### Written problem
Pick up the terms and conditions text after its final clause and continue it.

### Passage given
— START —
4.4.4 Furthermore, FILAMENTE reserves the right to increase the agreed price for quantities not yet delivered if, due to a change in the raw material and/or economic situation, circumstances arise which make the manufacture and/or purchase of the product concerned significantly more expensive than at the time of the price agreements. In this case, the entrepreneur may cancel the orders affected by him within four (4) weeks after notification of the price increase.

4.4.5 FILAMENTE is also entitled to an increase in the agreed price if the delivery period is subsequently extended for one of the reasons mentioned in section I. 4.4.4, the material or the design is changed because the FILAMENTE documents and /or given instructions did not correspond to the actual circumstances or were incomplete or FILAMENTE did not receive the information required for the execution of the order in good time or if the entrepreneur subsequently changes it with the mutual consent of FILAMENTE and thus causes a delay in delivery.

5 Delivery/shipping/transfer of risk

5.1 Delivery within Austria is ex works. If, at the request of the contracting party, a delivery is made to the delivery address communicated by the contracting party by means of a shipping route and/or forwarding agent and carrier to be freely determined by FILAMENTE, the price risk shall pass to the contracting party upon handover of the products to the forwarding agent or carrier. If no intention of self-collection ex works is communicated by the contracting party prior to delivery, FILAMENTE will assume the contracting party’s request in accordance with this clause. Any further liability is not assumed by FILAMENTE.

5.2 In the case of entrepreneurs, the following sections I. 5.2.1 and I. 5.2.2 shall apply with regard to the place of delivery in deviation from section I. 5.1 and in addition respectively:

5.2.1 If deliveries are to be made from the Republic of Austria to other EU member states, the contracting party must inform FILAMENTE prior to delivery of its VAT identification number under which it carries out the purchase taxation within the EU. Otherwise, the contracting party must pay the VAT amount legally owed by FILAMENTE for deliveries from FILAMENTE in addition to the agreed purchase price.

5.2.2 When invoicing deliveries from the Republic of Austria to other EU Member States, the VAT regulations of the respective recipient Member State shall apply if either the contractual partner is registered for VAT in another EU Member State or if FILAMENTE is registered for VAT in the recipient Member State.

5.2.3 When dispatching deliveries from the Republic of Austria to other non-EU member states, the contracting party should notify FILAMENTE of the goods tariff number and the purpose of consumption of the product by email to within 2 days of acceptance of the offer.

5.2.4 When invoicing deliveries from the Republic of Austria to other EU member states, the contracting party has the obligation to send FILAMENTE the signed proof of delivery documents (e.g. proof of arrival, delivery certificates, etc.) by email to within 3 working days after receipt of the goods at FILAMENTE.

5.3 Unless a fixed period or date has been agreed in writing, deliveries shall be made available or dispatched as soon as possible, at the latest, however, in the case of items available at short notice, within one (1) to three (3) weeks after receipt of payment.
— END —
### Excerpts from a point labeling dataset
— START —
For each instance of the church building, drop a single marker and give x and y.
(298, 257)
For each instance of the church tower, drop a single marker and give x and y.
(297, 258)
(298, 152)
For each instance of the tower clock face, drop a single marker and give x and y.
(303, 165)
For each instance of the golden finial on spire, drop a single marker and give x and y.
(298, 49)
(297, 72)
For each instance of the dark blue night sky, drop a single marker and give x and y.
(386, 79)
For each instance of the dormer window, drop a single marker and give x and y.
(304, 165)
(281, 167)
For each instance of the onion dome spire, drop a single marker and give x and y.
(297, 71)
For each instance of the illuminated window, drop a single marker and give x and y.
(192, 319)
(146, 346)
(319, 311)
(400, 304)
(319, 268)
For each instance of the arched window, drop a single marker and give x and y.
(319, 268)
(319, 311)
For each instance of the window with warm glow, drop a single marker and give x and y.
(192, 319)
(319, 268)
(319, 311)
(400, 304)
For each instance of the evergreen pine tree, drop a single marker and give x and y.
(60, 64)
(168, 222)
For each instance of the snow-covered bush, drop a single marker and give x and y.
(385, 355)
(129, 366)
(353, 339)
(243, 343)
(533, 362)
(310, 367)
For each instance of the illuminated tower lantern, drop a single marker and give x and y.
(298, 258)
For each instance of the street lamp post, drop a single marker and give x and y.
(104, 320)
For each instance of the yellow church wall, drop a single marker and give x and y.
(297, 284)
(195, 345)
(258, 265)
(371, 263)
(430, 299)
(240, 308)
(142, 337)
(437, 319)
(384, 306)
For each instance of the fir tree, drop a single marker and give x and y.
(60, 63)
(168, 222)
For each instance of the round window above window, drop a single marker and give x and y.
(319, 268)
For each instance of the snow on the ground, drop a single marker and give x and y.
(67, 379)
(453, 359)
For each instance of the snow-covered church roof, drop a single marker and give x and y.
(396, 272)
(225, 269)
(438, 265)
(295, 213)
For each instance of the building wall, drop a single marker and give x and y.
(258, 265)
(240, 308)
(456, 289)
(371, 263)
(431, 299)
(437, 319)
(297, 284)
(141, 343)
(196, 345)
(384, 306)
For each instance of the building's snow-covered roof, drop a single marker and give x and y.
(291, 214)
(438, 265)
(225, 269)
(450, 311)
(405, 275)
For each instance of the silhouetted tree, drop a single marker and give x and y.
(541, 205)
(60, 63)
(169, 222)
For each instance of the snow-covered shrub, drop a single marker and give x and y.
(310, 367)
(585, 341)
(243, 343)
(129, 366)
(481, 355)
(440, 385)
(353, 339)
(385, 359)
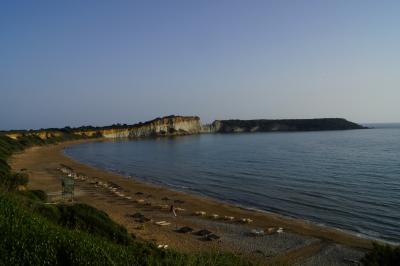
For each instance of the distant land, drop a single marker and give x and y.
(186, 125)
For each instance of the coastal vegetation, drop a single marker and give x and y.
(34, 232)
(265, 125)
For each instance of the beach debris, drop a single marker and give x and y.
(185, 230)
(246, 220)
(211, 237)
(256, 232)
(162, 223)
(203, 232)
(214, 216)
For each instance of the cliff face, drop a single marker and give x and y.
(262, 125)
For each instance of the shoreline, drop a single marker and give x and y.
(42, 162)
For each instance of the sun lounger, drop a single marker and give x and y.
(256, 232)
(211, 237)
(185, 230)
(246, 220)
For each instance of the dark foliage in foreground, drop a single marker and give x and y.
(35, 233)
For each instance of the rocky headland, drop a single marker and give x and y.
(187, 125)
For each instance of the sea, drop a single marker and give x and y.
(349, 180)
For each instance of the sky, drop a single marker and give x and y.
(73, 63)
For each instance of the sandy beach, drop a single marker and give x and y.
(121, 197)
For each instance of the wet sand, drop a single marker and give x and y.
(300, 243)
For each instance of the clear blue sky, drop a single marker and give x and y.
(103, 62)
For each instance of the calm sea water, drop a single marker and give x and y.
(345, 179)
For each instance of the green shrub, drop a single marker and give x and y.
(37, 195)
(86, 218)
(382, 255)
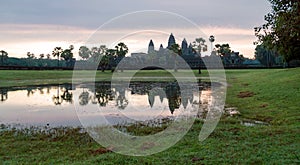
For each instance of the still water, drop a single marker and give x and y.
(60, 105)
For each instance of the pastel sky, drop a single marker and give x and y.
(38, 26)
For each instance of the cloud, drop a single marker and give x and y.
(38, 39)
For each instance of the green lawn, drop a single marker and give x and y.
(272, 97)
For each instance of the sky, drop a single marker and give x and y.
(38, 26)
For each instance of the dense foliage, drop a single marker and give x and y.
(281, 32)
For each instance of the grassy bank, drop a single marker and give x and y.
(270, 96)
(10, 78)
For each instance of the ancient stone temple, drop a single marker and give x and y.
(171, 41)
(151, 47)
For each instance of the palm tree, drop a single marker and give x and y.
(67, 54)
(199, 45)
(211, 40)
(57, 52)
(121, 49)
(4, 56)
(84, 52)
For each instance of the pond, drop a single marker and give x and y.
(60, 105)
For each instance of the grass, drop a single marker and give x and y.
(274, 99)
(10, 78)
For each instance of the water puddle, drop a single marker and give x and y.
(54, 105)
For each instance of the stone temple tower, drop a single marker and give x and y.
(171, 41)
(184, 47)
(150, 47)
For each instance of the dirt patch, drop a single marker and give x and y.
(101, 151)
(245, 94)
(147, 145)
(245, 84)
(263, 105)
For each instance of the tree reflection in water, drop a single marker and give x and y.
(4, 95)
(84, 97)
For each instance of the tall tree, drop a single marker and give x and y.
(84, 52)
(223, 49)
(264, 55)
(56, 53)
(30, 55)
(121, 49)
(42, 56)
(175, 51)
(4, 56)
(281, 32)
(67, 54)
(199, 45)
(211, 40)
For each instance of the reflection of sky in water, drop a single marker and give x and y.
(37, 107)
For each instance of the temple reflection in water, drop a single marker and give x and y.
(103, 93)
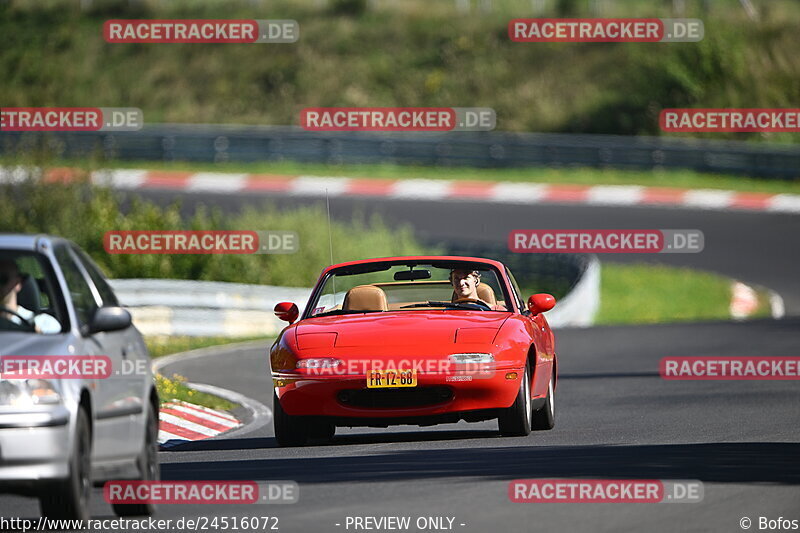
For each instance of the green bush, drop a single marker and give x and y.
(84, 213)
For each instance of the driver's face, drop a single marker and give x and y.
(465, 283)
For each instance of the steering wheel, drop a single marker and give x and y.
(25, 322)
(475, 301)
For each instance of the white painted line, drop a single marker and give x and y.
(180, 422)
(216, 182)
(784, 203)
(319, 185)
(523, 193)
(708, 198)
(424, 189)
(615, 195)
(120, 179)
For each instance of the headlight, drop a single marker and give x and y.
(28, 392)
(320, 362)
(472, 358)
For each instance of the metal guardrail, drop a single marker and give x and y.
(218, 143)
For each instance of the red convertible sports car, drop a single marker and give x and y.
(414, 340)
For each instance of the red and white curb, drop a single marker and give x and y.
(183, 421)
(427, 189)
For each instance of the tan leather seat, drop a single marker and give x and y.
(365, 298)
(485, 294)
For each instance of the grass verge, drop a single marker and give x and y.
(650, 294)
(174, 387)
(683, 179)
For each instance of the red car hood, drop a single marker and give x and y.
(402, 328)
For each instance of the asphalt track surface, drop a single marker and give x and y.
(616, 418)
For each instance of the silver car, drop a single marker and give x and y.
(59, 434)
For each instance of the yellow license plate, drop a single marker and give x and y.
(390, 379)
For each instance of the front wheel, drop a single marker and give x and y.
(515, 421)
(69, 499)
(545, 418)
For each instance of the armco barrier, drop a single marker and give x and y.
(202, 308)
(219, 143)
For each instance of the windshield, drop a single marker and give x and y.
(29, 301)
(378, 287)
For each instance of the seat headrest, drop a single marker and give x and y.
(365, 298)
(28, 296)
(485, 293)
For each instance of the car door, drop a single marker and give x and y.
(112, 430)
(542, 339)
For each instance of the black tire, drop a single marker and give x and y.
(545, 418)
(289, 430)
(515, 421)
(68, 499)
(149, 468)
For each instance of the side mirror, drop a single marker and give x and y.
(539, 303)
(287, 311)
(110, 319)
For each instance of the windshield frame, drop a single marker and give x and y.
(379, 266)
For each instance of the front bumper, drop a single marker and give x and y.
(34, 446)
(436, 394)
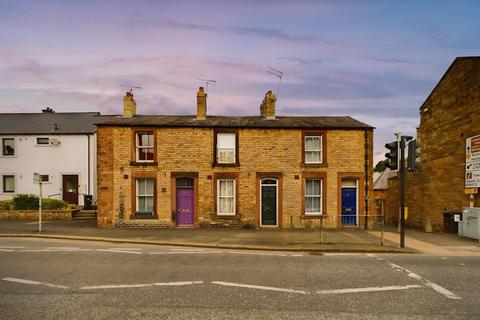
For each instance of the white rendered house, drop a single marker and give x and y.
(61, 147)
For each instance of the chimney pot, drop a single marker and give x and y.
(129, 105)
(201, 104)
(267, 108)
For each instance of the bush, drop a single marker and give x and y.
(53, 204)
(30, 202)
(25, 202)
(6, 205)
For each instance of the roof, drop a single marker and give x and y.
(233, 122)
(44, 123)
(458, 61)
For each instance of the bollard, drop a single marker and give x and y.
(428, 225)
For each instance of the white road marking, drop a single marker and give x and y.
(118, 251)
(369, 289)
(195, 252)
(55, 250)
(32, 282)
(250, 286)
(447, 293)
(343, 254)
(120, 286)
(259, 253)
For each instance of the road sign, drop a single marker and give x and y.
(472, 162)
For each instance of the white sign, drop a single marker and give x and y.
(36, 178)
(472, 162)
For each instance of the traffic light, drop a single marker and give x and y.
(413, 155)
(392, 156)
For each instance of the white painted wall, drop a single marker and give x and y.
(70, 157)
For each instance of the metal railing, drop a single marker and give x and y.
(344, 229)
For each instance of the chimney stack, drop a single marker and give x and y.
(267, 108)
(201, 104)
(129, 105)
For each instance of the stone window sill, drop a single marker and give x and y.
(143, 164)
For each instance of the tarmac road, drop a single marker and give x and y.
(60, 279)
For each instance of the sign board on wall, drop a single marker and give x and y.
(472, 162)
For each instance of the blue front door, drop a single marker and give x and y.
(349, 206)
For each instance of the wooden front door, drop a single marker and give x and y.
(349, 206)
(70, 189)
(185, 202)
(268, 203)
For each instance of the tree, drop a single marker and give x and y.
(380, 166)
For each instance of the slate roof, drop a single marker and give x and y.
(44, 123)
(463, 63)
(233, 122)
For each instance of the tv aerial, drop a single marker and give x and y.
(277, 73)
(131, 88)
(207, 82)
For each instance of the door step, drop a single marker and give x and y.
(84, 215)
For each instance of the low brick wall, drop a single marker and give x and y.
(33, 214)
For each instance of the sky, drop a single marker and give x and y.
(376, 61)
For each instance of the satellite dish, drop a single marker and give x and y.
(54, 142)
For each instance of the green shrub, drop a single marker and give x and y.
(25, 202)
(53, 204)
(6, 205)
(30, 202)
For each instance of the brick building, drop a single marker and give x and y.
(255, 171)
(449, 115)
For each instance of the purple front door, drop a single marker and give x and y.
(185, 214)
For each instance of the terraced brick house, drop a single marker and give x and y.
(260, 171)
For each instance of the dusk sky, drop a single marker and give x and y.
(374, 60)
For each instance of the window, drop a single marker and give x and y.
(313, 196)
(8, 184)
(145, 193)
(313, 149)
(8, 146)
(226, 197)
(145, 146)
(43, 141)
(226, 145)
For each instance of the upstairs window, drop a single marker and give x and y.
(313, 197)
(43, 141)
(8, 183)
(145, 147)
(226, 148)
(8, 146)
(313, 149)
(226, 197)
(145, 194)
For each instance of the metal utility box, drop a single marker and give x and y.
(469, 226)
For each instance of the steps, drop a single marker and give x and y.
(84, 215)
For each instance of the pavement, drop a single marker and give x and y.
(276, 240)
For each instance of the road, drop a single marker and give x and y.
(58, 279)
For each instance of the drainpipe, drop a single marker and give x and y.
(366, 179)
(89, 156)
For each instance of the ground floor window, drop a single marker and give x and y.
(313, 196)
(145, 194)
(8, 183)
(226, 197)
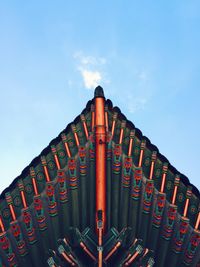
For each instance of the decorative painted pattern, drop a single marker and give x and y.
(170, 219)
(180, 234)
(73, 182)
(16, 231)
(5, 245)
(41, 218)
(148, 195)
(117, 158)
(192, 247)
(63, 193)
(159, 208)
(28, 222)
(82, 160)
(127, 171)
(52, 205)
(137, 183)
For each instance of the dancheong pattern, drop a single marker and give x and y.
(100, 194)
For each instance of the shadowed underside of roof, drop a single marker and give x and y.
(100, 195)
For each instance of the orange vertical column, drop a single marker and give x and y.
(100, 136)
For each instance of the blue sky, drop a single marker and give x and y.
(144, 53)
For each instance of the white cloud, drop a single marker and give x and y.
(89, 60)
(91, 69)
(91, 78)
(135, 104)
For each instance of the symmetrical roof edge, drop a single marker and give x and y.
(129, 124)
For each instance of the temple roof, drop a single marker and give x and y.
(147, 200)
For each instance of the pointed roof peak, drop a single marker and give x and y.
(98, 92)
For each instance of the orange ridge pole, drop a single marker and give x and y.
(44, 164)
(54, 152)
(75, 134)
(153, 160)
(113, 123)
(2, 226)
(165, 169)
(100, 136)
(106, 118)
(142, 147)
(64, 139)
(93, 118)
(197, 222)
(10, 205)
(123, 125)
(84, 126)
(188, 196)
(21, 189)
(32, 174)
(130, 147)
(176, 184)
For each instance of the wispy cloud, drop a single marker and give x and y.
(91, 78)
(91, 69)
(136, 104)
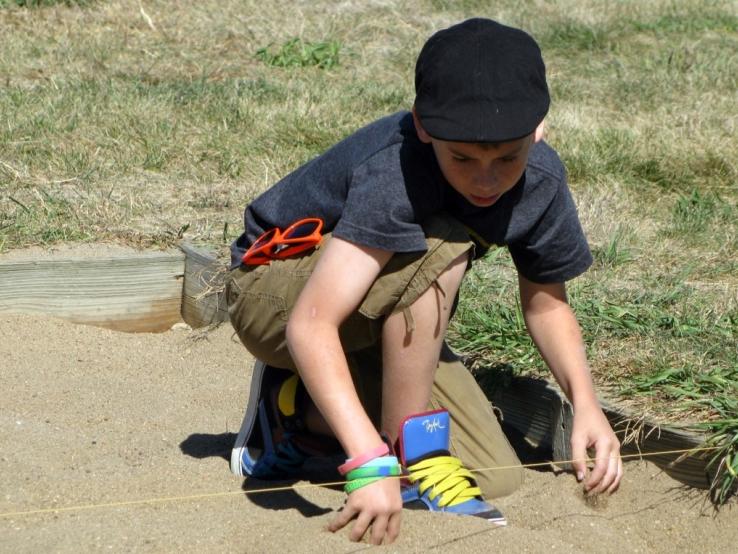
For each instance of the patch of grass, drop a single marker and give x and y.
(44, 3)
(615, 252)
(115, 126)
(298, 53)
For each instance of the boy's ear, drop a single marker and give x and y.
(538, 133)
(422, 135)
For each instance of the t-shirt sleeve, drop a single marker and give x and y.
(378, 212)
(555, 249)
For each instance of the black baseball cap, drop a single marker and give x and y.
(480, 81)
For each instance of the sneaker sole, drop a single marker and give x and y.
(249, 420)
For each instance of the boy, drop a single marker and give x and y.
(406, 204)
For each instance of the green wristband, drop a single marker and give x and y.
(363, 476)
(377, 471)
(355, 484)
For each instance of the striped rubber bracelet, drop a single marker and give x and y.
(358, 461)
(373, 471)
— END —
### Exercise result
5.4 In the case of entrepreneurs, the following shall apply by way of derogation from clause I. 5.3:

5.4.1 Delivery dates that have not been expressly agreed as binding are exclusively non-binding information. In the event of a binding agreement of delivery dates, these shall commence on the date of the order confirmation.

5.4.2 These delivery periods shall only apply on condition that all details of the order are clarified in good time and that all obligations on the part of the Contractor are fulfilled in good time, e.g. provision of all official certificates, provision of letters of credit and guarantees or payment of deposits.

5.4.3 The time of dispatch from the factory or warehouse is decisive for compliance with delivery periods and dates. They shall be deemed to have been met on notification of readiness for dispatch if the products have not been dispatched on time through no fault of FILAMENTE.

5.4.4 Regardless of any delivery deadlines, FILAMENTE’s delivery obligation is subject to correct and timely self-delivery, unless the incorrect or delayed self-delivery is FILAMENTE’s fault.

5.5 If, through no fault of FILAMENTE, transport by the intended route or to the intended place in the intended time becomes impossible or substantially impeded, FILAMENTE shall be entitled to deliver by an alternative route.

5.6 In the case of the company and in addition to clause I. 5.5, FILAMENTE is additionally entitled to deliver to or to another location; the additional costs incurred shall be borne by the company. The company will be given the opportunity to comment beforehand.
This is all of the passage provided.